Prise en charge des MNA : la Défenseure des droits prend position
Le rapport annuel du Défenseur des droits revient sur la question des mineurs non accompagnés dans le contexte de la crise sanitaire. A peine deux semaines plus tôt, l'institution restituait une enquête sur la prise en charge des MNA par un département, en l'occurrence les Bouches-du-Rhône, tout en formulant des recommandations valables pour l'ensemble des départements. Cour des comptes et chambres régionales des comptes, tout comme l'Igas, se sont aussi récemment penchés sur cet enjeu toujours sensible.
Dans une décision du 17 mars 2021, assortie de la restitution d'une enquête détaillée sur les faits en question, la Défenseure des droits "conclut que le département X ne respecte pas ses obligations légales de recueil provisoire d'urgence et porte ainsi atteinte aux droits fondamentaux des mineurs non accompagnés et à leur intérêt supérieur". Elle formule donc une série de recommandations qui visent certes la situation du département en question, mais ont aussi une portée générale sur la question de la prise en charge des mineurs non accompagnés (MNA) dans l'ensemble des départements. Claire Hédon adresse d'ailleurs la version anonymisée de sa décision au président de l'Assemblée des départements de France (ADF), "afin qu'il en assure la diffusion pour information à l'ensemble de ses membres". Et elle adresse aussi sa décision, "pour information", au procureur de la République, au président du tribunal judiciaire et au bâtonnier de l'ordre des avocats territorialement concerné.

▬▬▬▬▬▬

— LISTE DES TÂCHES —
(a) D'après le texte sur la prise en charge des MNA, pourquoi Claire Hédon adresse-t-elle la version anonymisée de sa décision au président de l'ADF ? Répondez en une à trois phrases.
(b) Reprenez mot pour mot, dans le texte sur la prise en charge des MNA, le passage qui va de « Prise en charge des MNA : la » jusqu'à « enjeu toujours sensible. ».

— MATÉRIEL RECUEILLI —
▬▬▬▬▬▬

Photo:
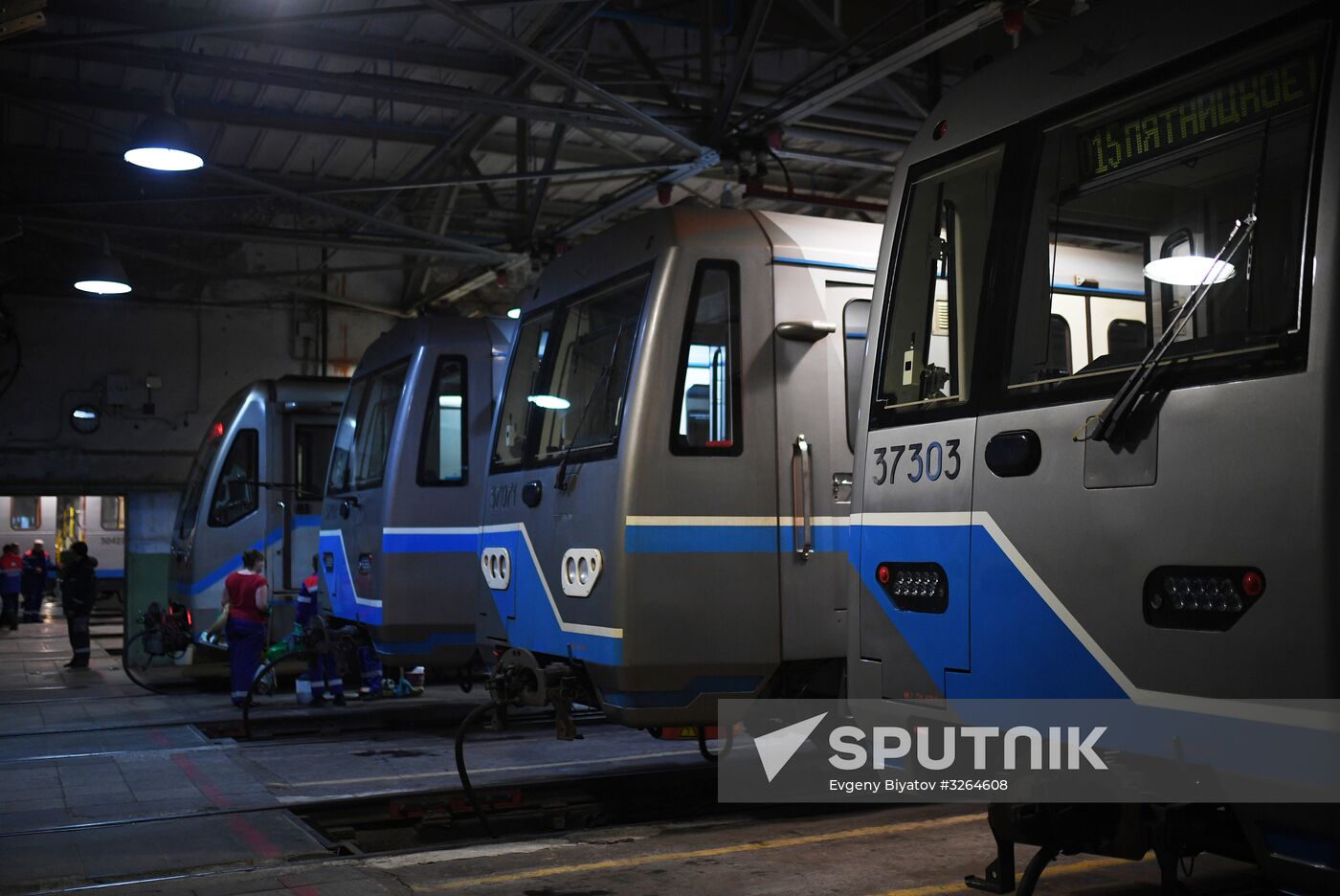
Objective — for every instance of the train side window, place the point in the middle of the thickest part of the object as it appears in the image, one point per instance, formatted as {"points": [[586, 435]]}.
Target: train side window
{"points": [[311, 454], [113, 514], [237, 487], [24, 513], [931, 325], [1135, 198], [706, 409], [444, 454], [522, 388], [855, 322]]}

▬▬▬▬▬▬

— RÉPONSES DANS L'ORDRE —
(a) Claire Hédon l'adresse au président de l'Assemblée des départements de France afin qu'il en assure la diffusion, pour information, à l'ensemble de ses membres.

(b)
Prise en charge des MNA : la Défenseure des droits prend position
Le rapport annuel du Défenseur des droits revient sur la question des mineurs non accompagnés dans le contexte de la crise sanitaire. A peine deux semaines plus tôt, l'institution restituait une enquête sur la prise en charge des MNA par un département, en l'occurrence les Bouches-du-Rhône, tout en formulant des recommandations valables pour l'ensemble des départements. Cour des comptes et chambres régionales des comptes, tout comme l'Igas, se sont aussi récemment penchés sur cet enjeu toujours sensible.